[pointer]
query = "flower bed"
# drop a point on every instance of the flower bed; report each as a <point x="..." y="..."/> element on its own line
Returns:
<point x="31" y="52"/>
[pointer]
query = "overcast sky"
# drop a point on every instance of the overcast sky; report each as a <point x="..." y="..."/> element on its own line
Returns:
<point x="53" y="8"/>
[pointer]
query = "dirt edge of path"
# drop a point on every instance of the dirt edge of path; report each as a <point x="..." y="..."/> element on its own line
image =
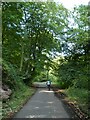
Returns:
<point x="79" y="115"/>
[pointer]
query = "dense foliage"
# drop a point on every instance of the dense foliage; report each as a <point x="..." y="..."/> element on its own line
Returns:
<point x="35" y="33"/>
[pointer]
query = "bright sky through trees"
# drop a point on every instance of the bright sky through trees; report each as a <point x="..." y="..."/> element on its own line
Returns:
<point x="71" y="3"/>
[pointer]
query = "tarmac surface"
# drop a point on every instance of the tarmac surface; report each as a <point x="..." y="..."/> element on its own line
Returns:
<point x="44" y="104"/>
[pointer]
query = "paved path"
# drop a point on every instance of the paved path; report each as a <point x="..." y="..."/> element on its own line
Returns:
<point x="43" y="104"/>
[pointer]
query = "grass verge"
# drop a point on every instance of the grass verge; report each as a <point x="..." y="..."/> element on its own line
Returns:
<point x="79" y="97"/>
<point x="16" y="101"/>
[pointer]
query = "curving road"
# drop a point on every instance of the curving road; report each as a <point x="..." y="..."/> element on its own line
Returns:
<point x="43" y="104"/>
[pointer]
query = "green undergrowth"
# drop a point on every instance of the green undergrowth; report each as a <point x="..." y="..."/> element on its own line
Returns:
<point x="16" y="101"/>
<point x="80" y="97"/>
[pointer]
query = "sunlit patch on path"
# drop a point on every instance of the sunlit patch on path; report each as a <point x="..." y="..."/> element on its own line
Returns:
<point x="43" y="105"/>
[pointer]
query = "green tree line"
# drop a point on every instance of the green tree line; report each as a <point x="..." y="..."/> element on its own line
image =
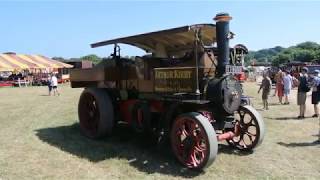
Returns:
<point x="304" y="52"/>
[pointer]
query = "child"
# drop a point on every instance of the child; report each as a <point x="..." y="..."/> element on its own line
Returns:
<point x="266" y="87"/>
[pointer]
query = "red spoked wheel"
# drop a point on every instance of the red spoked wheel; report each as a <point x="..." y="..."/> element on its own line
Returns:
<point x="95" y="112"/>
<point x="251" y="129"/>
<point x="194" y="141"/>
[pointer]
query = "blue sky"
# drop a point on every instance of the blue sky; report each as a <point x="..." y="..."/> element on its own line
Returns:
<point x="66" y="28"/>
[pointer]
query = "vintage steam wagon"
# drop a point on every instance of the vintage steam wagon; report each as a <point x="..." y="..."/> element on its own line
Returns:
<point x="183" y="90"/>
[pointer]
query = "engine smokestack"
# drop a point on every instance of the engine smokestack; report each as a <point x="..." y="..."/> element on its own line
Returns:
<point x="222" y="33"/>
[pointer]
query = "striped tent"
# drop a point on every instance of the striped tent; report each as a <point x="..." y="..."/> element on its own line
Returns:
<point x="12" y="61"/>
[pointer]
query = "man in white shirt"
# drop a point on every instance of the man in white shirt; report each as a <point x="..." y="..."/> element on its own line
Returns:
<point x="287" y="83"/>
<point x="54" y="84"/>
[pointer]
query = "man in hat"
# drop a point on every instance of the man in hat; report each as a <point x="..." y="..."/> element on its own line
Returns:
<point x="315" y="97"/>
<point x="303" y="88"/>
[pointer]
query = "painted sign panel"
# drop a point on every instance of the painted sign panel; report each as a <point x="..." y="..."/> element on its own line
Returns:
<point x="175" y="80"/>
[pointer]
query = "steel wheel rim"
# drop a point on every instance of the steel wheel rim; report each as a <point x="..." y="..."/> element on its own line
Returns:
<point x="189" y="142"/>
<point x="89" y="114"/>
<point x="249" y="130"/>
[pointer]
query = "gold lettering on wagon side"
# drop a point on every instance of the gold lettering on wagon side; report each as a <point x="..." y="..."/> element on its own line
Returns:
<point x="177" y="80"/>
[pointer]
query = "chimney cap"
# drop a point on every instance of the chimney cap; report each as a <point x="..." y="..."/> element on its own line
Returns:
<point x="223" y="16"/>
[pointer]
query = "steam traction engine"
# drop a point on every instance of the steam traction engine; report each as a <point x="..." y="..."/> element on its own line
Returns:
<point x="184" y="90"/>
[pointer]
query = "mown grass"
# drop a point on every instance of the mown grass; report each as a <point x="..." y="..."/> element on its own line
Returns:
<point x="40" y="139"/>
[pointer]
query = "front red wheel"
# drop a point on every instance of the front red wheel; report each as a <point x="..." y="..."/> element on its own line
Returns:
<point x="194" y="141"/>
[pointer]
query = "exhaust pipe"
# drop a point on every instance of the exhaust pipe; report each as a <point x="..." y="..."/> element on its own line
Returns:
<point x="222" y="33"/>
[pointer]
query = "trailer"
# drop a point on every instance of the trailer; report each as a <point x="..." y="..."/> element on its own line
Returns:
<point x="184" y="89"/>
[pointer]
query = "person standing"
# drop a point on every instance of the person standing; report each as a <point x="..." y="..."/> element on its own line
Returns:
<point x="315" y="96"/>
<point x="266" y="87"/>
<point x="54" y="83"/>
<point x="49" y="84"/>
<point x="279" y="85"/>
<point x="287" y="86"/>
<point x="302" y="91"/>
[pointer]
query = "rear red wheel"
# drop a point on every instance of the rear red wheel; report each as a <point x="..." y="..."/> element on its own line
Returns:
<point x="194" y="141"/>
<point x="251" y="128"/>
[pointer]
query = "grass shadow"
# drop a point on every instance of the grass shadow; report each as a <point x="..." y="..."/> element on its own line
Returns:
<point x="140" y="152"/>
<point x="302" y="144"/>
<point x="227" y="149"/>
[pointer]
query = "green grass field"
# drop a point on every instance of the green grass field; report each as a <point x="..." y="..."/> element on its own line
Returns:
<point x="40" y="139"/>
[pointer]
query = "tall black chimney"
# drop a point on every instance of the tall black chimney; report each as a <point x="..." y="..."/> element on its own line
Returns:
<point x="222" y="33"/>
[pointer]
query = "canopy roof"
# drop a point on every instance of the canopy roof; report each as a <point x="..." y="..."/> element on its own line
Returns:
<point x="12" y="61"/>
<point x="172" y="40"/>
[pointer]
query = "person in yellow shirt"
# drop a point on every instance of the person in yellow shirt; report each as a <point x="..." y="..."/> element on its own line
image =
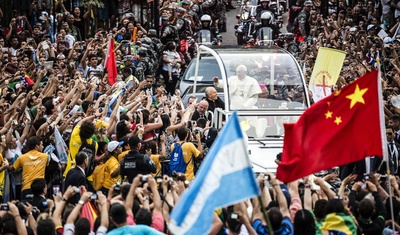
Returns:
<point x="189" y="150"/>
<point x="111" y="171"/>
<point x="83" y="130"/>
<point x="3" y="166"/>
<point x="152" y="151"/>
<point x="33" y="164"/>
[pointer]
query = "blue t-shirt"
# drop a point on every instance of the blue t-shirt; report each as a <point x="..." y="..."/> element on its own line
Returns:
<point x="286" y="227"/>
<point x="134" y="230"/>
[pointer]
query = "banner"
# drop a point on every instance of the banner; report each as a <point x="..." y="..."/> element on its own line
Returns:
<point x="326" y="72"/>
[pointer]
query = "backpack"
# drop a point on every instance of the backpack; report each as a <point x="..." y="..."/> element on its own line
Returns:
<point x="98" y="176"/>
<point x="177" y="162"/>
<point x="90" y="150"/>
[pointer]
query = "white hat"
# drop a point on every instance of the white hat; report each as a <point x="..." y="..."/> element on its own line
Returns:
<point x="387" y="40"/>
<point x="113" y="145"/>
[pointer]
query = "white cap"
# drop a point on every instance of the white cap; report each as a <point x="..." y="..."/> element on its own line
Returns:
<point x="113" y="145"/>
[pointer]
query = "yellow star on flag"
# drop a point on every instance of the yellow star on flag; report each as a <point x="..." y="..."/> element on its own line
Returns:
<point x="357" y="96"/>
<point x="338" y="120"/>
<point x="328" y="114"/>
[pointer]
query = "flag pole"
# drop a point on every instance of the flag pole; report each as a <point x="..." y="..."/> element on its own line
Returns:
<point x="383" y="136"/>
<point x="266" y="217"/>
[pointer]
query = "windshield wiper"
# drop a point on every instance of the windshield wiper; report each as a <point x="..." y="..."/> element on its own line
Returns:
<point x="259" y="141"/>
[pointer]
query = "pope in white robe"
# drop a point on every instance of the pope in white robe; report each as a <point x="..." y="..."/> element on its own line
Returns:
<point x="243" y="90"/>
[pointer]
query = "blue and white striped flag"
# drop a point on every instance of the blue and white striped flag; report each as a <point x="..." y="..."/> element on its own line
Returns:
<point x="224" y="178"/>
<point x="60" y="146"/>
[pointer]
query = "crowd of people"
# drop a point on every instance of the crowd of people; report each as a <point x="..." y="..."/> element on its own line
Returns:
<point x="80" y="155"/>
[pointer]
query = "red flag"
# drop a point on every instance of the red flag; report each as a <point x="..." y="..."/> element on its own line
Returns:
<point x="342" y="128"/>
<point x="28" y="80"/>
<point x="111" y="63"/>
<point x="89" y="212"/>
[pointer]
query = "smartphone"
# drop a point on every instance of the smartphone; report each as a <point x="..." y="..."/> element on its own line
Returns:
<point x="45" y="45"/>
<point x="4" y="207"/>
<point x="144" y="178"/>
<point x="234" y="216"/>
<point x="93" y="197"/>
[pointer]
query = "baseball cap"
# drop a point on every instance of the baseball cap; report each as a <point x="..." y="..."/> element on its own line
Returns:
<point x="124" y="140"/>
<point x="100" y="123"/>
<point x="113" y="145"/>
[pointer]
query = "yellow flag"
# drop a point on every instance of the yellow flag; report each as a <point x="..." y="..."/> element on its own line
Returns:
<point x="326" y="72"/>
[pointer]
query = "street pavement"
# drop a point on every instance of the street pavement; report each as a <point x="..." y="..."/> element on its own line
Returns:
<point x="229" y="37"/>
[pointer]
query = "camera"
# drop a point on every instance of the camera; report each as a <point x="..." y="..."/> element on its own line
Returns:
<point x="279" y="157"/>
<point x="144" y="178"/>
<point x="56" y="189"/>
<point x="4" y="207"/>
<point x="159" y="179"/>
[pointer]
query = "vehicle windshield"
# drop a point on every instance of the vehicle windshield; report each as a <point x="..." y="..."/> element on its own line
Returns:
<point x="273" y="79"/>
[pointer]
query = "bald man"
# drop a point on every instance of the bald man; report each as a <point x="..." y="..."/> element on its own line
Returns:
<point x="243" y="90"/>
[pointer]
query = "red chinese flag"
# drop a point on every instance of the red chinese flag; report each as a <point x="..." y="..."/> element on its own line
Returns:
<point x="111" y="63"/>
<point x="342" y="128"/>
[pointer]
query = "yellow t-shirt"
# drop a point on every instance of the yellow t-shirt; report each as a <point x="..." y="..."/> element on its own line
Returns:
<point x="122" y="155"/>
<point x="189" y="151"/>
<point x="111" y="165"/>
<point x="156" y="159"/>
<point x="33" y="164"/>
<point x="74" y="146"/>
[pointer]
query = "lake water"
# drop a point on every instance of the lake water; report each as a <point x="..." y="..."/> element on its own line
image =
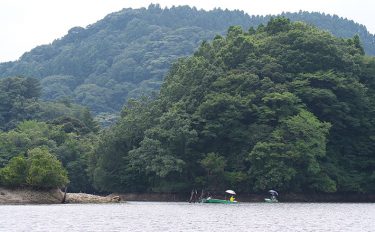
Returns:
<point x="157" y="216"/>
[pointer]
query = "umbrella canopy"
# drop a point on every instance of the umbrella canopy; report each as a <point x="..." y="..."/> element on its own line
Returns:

----

Extract each line of the data above that contains the string "spoked". Case matters.

**WRITTEN ANSWER**:
query = "red spoked wheel"
# drop a point on every instance of the red spoked wheel; report each as a <point x="..." y="..."/> element on its own line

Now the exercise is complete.